Exercise 1:
Summarize the forum thread below in two sentences.

-- begin Text --

FPGARelated.com
Forums

Interesting problems about high performance computing

Started by hits...@hit.edu.cn June 20, 2007
There is a software application which demonds huge computation. My aim
is to port the software program into hardware. So first of all, I need
to evaluate the required volumn of computation.

The situation is that the software program will need up to 22 hours on
personal computer (P4 3.06G, 2GB RAM) to finish the computation, while
the operations mostly are float-point multiplications and additions. I
need to finish the computation by hardware in serveral minites. Is it
possible?

Another problem is that which kind of hardware platforms is
perferable. I have checked that the production provided by
Nallatech(www.nallatech.com) seems suitable for me. I am still
wondering whether I should choose some boards with multiple DSP
processors on it? I think DSP processors are better at floating point
operations.

On Jun 19, 11:41 pm, "h...@hit.edu.cn" <h...@hit.edu.cn> wrote:
> There is a software application which demonds huge computation. My aim > is to port the software program into hardware. So first of all, I need > to evaluate the required volumn of computation.

-- end Text --
-- begin Extracted information --

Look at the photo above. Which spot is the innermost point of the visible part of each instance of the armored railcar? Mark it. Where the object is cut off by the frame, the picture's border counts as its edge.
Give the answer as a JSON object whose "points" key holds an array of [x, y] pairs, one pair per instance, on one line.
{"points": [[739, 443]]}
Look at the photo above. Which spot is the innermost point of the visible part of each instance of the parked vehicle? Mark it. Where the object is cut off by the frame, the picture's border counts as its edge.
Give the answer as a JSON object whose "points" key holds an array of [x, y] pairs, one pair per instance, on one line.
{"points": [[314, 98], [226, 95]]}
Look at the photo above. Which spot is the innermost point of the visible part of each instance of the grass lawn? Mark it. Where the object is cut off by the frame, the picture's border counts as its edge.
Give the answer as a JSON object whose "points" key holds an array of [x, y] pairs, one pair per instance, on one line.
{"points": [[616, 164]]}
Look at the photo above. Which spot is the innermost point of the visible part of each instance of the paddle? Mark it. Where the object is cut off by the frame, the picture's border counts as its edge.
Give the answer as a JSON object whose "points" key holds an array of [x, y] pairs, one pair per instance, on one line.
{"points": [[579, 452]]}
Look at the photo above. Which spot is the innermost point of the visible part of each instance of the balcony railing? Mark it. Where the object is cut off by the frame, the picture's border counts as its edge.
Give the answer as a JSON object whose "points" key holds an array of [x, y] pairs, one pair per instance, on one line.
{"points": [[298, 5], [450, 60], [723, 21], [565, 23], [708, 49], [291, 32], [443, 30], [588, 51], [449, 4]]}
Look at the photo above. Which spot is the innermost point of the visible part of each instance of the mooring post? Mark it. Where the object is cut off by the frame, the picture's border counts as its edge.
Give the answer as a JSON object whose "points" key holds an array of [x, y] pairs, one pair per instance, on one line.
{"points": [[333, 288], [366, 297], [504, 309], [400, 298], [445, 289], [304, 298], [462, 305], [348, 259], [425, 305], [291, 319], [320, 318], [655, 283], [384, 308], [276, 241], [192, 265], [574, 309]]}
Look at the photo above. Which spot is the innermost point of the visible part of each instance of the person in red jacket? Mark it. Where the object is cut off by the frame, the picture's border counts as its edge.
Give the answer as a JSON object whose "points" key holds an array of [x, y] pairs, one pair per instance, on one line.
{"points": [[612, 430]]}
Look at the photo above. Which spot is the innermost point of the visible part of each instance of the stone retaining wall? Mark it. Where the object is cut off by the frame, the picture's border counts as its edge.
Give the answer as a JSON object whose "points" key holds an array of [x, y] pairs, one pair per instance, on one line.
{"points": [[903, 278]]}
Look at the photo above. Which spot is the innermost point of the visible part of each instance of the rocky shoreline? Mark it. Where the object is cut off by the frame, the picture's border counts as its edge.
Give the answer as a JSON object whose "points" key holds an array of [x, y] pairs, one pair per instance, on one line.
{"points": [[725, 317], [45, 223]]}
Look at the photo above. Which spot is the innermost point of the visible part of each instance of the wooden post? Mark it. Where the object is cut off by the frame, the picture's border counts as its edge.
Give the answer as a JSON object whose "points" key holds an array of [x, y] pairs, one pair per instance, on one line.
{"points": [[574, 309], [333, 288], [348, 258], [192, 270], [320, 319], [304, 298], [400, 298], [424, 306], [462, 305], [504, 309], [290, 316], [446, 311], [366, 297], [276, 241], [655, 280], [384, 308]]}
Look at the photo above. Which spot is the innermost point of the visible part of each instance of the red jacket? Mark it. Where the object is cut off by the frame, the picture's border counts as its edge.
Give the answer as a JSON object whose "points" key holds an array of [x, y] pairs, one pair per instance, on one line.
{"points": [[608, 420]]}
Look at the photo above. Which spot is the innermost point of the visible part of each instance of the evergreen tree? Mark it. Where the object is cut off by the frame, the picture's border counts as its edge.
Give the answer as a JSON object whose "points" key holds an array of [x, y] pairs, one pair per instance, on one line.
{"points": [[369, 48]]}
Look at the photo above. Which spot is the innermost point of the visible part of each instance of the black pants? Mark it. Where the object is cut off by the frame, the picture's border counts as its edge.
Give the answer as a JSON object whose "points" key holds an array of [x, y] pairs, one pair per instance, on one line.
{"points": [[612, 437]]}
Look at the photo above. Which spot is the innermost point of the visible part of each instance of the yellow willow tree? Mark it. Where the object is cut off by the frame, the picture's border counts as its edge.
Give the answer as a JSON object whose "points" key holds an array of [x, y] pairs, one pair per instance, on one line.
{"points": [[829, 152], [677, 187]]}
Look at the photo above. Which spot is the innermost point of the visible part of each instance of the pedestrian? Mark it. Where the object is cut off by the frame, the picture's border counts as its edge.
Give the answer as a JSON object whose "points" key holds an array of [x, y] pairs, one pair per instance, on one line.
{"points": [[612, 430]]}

-- end Extracted information --

Exercise 2:
Return every line of the records that contains the word "tree". Case counts.

Expected output 1:
The poster wants to port a computation-heavy software program into hardware; it runs up to 22 hours on a P4 3.06G personal computer with 2GB RAM, mostly doing floating-point multiplications and additions, and the poster asks whether hardware could finish it in several minutes. The poster also asks which hardware platform is preferable, saying Nallatech's products seem suitable and wondering whether boards with multiple DSP processors would be a better choice because DSP processors may handle floating-point operations better.

Expected output 2:
Look at the photo above. Which spot is the innermost point of the visible part of each instance of the evergreen tree? Mark it. Where the object is cut off by the frame, the picture's border counts as its edge.
Look at the photo above. Which spot is the innermost point of the visible part of each instance of the yellow willow tree? Mark it. Where the object is cut off by the frame, the picture's border counts as its edge.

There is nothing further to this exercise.